* EXERCISE DESCRIPTION
How many lines in the listing below contain the string "glass"? Give only the number.

* EXERCISE INPUT
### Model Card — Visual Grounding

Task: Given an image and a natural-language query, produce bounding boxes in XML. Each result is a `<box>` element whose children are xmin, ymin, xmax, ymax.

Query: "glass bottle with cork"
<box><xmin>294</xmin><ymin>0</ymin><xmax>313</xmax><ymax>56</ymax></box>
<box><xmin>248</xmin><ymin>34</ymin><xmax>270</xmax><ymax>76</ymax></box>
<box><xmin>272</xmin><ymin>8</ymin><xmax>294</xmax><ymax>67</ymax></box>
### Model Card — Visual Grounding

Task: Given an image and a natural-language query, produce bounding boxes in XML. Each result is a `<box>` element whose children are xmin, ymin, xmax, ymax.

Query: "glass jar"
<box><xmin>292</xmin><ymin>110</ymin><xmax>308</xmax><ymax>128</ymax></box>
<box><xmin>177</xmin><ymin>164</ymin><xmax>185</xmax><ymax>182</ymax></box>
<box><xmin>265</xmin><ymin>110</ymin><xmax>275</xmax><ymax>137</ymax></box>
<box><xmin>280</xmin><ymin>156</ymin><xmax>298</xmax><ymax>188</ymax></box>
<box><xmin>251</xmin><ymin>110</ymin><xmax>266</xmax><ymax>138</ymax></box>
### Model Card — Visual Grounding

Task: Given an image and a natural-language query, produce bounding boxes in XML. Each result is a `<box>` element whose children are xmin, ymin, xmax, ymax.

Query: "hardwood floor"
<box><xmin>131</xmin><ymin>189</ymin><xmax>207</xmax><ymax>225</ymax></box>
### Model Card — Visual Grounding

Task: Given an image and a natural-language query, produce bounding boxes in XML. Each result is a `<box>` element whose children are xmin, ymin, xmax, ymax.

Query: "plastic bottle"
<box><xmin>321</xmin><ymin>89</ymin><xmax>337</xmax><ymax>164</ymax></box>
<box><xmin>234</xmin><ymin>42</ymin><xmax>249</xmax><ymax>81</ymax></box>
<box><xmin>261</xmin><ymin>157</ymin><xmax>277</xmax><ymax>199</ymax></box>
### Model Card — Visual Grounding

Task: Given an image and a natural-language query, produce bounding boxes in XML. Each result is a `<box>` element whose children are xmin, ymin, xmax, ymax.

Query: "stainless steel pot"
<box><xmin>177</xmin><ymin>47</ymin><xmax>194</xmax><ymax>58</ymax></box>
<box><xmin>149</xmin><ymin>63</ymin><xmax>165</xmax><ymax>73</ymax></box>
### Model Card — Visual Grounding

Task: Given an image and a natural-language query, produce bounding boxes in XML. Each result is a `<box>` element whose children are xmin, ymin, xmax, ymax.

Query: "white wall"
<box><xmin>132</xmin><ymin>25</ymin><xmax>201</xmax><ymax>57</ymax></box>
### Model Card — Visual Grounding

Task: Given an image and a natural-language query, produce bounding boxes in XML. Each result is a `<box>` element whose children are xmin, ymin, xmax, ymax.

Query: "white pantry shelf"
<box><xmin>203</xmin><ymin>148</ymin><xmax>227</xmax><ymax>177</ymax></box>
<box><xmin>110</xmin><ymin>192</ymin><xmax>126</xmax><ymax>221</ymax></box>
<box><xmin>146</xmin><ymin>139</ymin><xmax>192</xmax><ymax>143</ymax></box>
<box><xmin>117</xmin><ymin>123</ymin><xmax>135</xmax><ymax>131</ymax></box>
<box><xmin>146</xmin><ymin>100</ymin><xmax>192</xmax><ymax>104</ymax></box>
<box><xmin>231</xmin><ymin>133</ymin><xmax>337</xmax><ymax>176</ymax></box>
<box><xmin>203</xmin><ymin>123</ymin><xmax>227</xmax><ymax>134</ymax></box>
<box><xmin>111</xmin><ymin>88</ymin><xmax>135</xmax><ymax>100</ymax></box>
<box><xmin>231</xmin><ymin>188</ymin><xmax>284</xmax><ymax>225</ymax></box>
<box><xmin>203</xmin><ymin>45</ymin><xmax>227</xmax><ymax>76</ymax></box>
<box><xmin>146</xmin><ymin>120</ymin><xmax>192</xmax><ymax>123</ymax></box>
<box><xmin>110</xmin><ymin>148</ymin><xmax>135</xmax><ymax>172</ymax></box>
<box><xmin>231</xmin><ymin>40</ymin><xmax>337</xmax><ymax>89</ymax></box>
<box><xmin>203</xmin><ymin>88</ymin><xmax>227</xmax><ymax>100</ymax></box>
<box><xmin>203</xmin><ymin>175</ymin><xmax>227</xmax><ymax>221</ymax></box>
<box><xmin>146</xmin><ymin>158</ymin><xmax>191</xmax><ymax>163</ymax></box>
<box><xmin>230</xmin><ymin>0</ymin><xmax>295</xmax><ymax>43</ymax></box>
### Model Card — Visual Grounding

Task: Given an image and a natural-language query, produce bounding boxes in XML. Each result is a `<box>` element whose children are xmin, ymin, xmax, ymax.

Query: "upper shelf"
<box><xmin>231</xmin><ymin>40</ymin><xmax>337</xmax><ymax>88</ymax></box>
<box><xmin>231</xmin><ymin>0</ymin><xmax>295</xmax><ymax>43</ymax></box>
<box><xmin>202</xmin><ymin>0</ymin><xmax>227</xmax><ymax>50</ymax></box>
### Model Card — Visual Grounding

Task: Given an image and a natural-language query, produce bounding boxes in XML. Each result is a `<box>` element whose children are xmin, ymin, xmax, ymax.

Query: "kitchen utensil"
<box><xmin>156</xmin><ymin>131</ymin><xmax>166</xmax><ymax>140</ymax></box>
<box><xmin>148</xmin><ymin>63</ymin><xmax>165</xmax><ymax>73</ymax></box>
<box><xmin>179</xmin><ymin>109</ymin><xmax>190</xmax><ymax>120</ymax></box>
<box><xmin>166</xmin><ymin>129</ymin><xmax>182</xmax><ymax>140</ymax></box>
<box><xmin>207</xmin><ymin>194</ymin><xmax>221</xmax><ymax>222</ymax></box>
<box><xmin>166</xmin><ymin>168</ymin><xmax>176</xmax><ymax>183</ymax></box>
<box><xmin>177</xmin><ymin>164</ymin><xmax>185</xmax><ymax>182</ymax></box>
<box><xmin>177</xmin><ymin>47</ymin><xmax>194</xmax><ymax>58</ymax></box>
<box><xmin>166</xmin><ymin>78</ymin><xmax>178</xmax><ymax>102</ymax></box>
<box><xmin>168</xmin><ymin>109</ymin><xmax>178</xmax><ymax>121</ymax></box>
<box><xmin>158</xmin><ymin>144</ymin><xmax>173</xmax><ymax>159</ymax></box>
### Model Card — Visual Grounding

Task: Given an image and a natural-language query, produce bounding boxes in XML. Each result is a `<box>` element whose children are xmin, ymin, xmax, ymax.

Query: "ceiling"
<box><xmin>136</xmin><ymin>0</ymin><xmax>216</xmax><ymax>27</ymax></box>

* EXERCISE OUTPUT
2